What you should do:
Without skipping any entry, transcribe the data word for word.

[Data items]
#####

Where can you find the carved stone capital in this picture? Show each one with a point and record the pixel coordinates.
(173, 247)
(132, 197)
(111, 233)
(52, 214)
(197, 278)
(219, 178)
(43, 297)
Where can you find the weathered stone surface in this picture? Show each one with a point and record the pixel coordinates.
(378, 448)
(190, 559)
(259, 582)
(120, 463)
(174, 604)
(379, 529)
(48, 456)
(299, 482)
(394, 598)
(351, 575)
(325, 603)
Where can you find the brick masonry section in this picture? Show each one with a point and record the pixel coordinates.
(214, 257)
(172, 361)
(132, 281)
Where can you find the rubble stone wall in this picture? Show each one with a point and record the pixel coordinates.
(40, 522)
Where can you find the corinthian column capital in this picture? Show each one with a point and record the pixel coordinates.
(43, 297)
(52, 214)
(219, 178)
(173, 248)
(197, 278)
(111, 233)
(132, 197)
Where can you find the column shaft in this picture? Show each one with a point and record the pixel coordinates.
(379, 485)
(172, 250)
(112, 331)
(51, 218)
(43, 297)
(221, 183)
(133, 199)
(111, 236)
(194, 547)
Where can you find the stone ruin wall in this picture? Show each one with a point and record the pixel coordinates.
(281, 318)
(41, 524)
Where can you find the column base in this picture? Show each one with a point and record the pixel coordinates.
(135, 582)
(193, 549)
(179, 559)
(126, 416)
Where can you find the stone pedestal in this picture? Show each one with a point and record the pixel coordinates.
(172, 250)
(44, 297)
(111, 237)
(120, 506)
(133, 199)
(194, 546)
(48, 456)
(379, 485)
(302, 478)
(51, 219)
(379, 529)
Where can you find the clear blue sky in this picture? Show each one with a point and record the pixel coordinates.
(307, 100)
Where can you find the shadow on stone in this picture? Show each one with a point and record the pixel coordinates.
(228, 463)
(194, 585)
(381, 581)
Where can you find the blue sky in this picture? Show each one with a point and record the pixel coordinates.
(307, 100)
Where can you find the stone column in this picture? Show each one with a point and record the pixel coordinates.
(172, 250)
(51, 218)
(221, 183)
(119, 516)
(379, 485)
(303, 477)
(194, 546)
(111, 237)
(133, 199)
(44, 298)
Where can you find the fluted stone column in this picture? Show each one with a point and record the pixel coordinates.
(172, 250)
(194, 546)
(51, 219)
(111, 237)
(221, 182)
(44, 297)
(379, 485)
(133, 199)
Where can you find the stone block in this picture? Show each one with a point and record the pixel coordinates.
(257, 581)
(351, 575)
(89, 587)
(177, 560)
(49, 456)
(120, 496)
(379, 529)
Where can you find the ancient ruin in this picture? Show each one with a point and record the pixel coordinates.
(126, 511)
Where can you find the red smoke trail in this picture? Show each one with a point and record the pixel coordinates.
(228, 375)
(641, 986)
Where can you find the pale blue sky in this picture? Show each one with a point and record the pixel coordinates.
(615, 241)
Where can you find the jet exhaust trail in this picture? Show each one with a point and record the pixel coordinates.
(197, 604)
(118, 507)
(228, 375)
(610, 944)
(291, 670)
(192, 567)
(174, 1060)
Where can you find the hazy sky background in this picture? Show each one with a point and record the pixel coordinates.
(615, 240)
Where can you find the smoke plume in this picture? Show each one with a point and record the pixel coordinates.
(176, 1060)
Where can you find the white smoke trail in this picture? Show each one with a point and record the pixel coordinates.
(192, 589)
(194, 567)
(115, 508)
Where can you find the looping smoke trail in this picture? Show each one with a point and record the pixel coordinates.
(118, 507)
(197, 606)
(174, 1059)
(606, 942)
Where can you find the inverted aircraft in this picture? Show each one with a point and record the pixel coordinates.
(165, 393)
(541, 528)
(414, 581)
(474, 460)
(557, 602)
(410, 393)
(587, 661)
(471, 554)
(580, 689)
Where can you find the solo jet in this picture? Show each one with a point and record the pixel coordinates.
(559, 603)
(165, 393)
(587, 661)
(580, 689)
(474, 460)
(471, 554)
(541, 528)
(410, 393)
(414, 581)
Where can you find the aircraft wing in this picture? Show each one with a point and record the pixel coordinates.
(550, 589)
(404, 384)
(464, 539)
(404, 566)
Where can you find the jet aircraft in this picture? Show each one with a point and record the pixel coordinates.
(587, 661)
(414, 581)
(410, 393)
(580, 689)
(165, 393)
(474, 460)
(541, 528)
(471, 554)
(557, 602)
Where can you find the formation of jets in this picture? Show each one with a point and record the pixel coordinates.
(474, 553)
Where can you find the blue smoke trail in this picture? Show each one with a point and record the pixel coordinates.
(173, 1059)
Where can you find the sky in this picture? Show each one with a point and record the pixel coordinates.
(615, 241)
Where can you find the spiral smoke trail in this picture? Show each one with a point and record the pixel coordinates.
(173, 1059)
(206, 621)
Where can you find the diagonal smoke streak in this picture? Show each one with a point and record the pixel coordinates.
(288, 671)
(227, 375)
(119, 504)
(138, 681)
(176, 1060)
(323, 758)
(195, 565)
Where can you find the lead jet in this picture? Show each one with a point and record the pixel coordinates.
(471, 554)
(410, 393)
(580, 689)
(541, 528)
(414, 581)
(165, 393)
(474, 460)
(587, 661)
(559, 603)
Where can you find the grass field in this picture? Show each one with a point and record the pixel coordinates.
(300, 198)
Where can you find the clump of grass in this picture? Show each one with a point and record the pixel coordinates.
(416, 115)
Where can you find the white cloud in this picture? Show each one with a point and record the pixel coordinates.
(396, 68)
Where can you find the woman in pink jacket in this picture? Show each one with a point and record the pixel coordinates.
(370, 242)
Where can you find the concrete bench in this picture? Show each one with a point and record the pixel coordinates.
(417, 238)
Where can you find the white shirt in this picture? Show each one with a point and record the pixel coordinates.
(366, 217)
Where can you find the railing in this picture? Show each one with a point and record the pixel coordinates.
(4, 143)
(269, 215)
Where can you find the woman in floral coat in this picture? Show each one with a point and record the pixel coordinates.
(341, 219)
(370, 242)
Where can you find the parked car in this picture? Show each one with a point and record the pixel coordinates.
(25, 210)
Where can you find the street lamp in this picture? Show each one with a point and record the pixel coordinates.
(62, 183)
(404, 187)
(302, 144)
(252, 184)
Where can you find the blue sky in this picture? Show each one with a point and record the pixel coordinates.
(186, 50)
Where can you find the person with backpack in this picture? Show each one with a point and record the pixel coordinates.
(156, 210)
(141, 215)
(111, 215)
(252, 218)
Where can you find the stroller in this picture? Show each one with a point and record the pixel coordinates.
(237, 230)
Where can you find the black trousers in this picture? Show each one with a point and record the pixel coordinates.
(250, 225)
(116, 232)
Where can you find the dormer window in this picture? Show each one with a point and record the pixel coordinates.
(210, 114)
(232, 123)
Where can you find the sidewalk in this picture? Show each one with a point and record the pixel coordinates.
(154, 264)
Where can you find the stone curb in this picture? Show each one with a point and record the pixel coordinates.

#####

Answer to this problem:
Where can you find the carved stone capital in this picture? Show each one with a point and record the pixel coordinates.
(173, 247)
(132, 197)
(111, 233)
(52, 214)
(197, 278)
(219, 178)
(43, 297)
Where can you find the weathered stone surface in this picture? Show each one with a point and record the pixel coordinates.
(378, 448)
(190, 559)
(259, 582)
(120, 463)
(174, 604)
(379, 529)
(48, 456)
(299, 482)
(394, 598)
(351, 575)
(325, 603)
Where can you find the brick masonry section in this picture? Show each one with a point and record the pixel coordinates.
(214, 257)
(172, 361)
(132, 281)
Where can you find the rubble stone wall in this picture? Show each one with a point and record the pixel coordinates.
(40, 522)
Where can you find the corinthian column capital in this picture? Show each one with a point and record the pixel coordinates.
(43, 297)
(52, 214)
(219, 178)
(173, 248)
(197, 278)
(111, 233)
(132, 197)
Where can you find the column shaft in this picture? Show each one with a point and record the pixel coordinates.
(379, 485)
(172, 250)
(112, 331)
(51, 218)
(43, 297)
(221, 183)
(133, 199)
(111, 236)
(194, 547)
Where can you find the stone ruin wall in this picture? Show each one with a point and record the pixel coordinates.
(281, 318)
(41, 524)
Where can you find the column base in this picture? Show each one with a point and record the pixel coordinates.
(135, 582)
(193, 549)
(179, 559)
(126, 416)
Where can you find the stone pedestal in this picture? Show each one with a point and record the pixel coordinates.
(172, 250)
(44, 297)
(111, 237)
(120, 506)
(133, 199)
(194, 546)
(48, 456)
(379, 485)
(302, 478)
(51, 219)
(379, 529)
Where can you find the clear blue sky in this picture? Show each one with a point and record the pixel coordinates.
(307, 100)
Where can you find the shadow on stone in this picture? Show each one with a point and record the pixel coordinates.
(228, 463)
(194, 585)
(381, 581)
Where can you find the blue sky in this picture? Show each one with a point and record the pixel coordinates.
(307, 100)
Where can you find the stone column in this picture? Show each one with a point and record the pixel coordinates.
(172, 250)
(51, 218)
(221, 183)
(119, 516)
(379, 485)
(303, 477)
(194, 546)
(111, 237)
(133, 199)
(44, 298)
Where can you find the fluted stone column in this picture? Show each one with a point and record the pixel coordinates.
(172, 250)
(194, 546)
(51, 219)
(111, 237)
(221, 182)
(44, 297)
(379, 485)
(133, 199)
Where can you find the stone block in this picture? Show each one with a point and record the pixel coordinates.
(257, 581)
(351, 575)
(89, 587)
(177, 560)
(49, 456)
(120, 496)
(379, 529)
Where can you find the ancient ruin in this picture? Show each one with a point and record the pixel coordinates.
(126, 511)
Where can you find the red smoke trail in this picture? Show each one with a point and record the pixel coordinates.
(228, 375)
(641, 986)
Where can you find the pale blue sky in this picture? Show each one with a point and record the pixel coordinates.
(615, 241)
Where can you find the jet exhaust trail in this picture? Show each one with a point and record the pixel coordinates.
(197, 604)
(118, 507)
(228, 375)
(610, 944)
(291, 670)
(192, 567)
(174, 1060)
Where can you find the hazy sky background in this picture? Show each one with a point and record the pixel coordinates.
(615, 240)
Where can you find the smoke plume in this picture? Show each one with a point and record the pixel coordinates.
(176, 1060)
Where can you find the white smoke trail in this picture? Show each one with a point and record the pixel coordinates.
(192, 589)
(194, 567)
(115, 508)
Where can you find the looping smoke trail in this picture? Show each one with a point and record the pixel coordinates.
(118, 507)
(197, 606)
(174, 1059)
(606, 942)
Where can you find the inverted aircraft in this picture? Show each one with a point and record the pixel coordinates.
(165, 393)
(541, 528)
(414, 581)
(474, 460)
(557, 602)
(410, 393)
(587, 661)
(471, 554)
(580, 689)
Where can you find the solo jet in this picture? Show each one with a point and record the pixel coordinates.
(559, 603)
(165, 393)
(587, 661)
(580, 689)
(474, 460)
(471, 554)
(541, 528)
(410, 393)
(414, 581)
Where can you find the aircraft wing in this picture? Show each one with a point and record the pixel coordinates.
(550, 589)
(404, 384)
(464, 539)
(404, 566)
Where can you find the jet aircraft in this picture? Show each one with a point and record the pixel coordinates.
(587, 661)
(414, 581)
(410, 393)
(580, 689)
(165, 393)
(474, 460)
(541, 528)
(471, 554)
(557, 602)
Where can you find the formation of jets in this picture? Show each one with a point and record the pixel coordinates.
(474, 553)
Where can you find the blue smoke trail in this picture? Show each one with a point and record the pixel coordinates.
(173, 1059)
Where can you find the sky in this picture? Show each one with a point and record the pixel coordinates.
(615, 241)
Where can you find the spiral smoke trail in this picture? Show each one with a point and record the pixel coordinates.
(173, 1059)
(206, 621)
Where can you find the diagonal smoke streak in this picture? Show each one with a point and record the pixel coordinates.
(288, 671)
(227, 375)
(119, 504)
(138, 681)
(176, 1060)
(323, 758)
(195, 565)
Where can you find the lead jet in this picture? Show each one with a point and record the pixel coordinates.
(471, 554)
(410, 393)
(580, 689)
(541, 528)
(414, 581)
(165, 393)
(474, 460)
(587, 661)
(559, 603)
Where can you find the grass field in this picture? Show each one with a point and record the pixel coordinates.
(300, 198)
Where can you find the clump of grass in this picture? Show each one with a point and record the pixel coordinates.
(416, 115)
Where can you find the white cloud in this picture? Show each one with a point and record the pixel coordinates.
(396, 68)
Where can you find the woman in pink jacket in this picture? Show each one with a point and record the pixel coordinates.
(370, 242)
Where can you find the concrete bench in this picture? Show each one with a point and record the pixel coordinates.
(417, 238)
Where can you find the white shirt in this picture? Show each one with a point and record the pixel coordinates.
(366, 217)
Where can you find the railing in this picture? Show each one with a point and record the pixel coordinates.
(4, 143)
(269, 215)
Where can you find the woman in floral coat in this picture? Show each one with a point and record the pixel coordinates.
(341, 219)
(370, 242)
Where can you find the parked car in this picture? Show each one with a point and record the pixel coordinates.
(25, 210)
Where can you find the street lamp in this picture? Show each one with a point and record the pixel coordinates.
(62, 183)
(404, 187)
(302, 144)
(252, 184)
Where can you find the blue sky in this picture? Show each one with a point and record the pixel coordinates.
(186, 50)
Where can you find the person with backpack in this picture? Show each one with a point and record the pixel coordinates.
(156, 210)
(141, 215)
(111, 215)
(252, 218)
Where can you find the stroller in this picture? Show each one with a point and record the pixel coordinates.
(237, 230)
Where can you find the black trousers in this picture? Show each one with a point and record the pixel coordinates.
(250, 225)
(116, 232)
Where can you find the dormer window in this picture? Show each one with a point and record the pixel coordinates.
(210, 114)
(232, 123)
Where can you find the sidewalk in this picture? Show each one with a point and record the pixel coordinates.
(154, 264)
Where can you find the stone curb in this picture? Show each one with a point and record the pixel coordinates.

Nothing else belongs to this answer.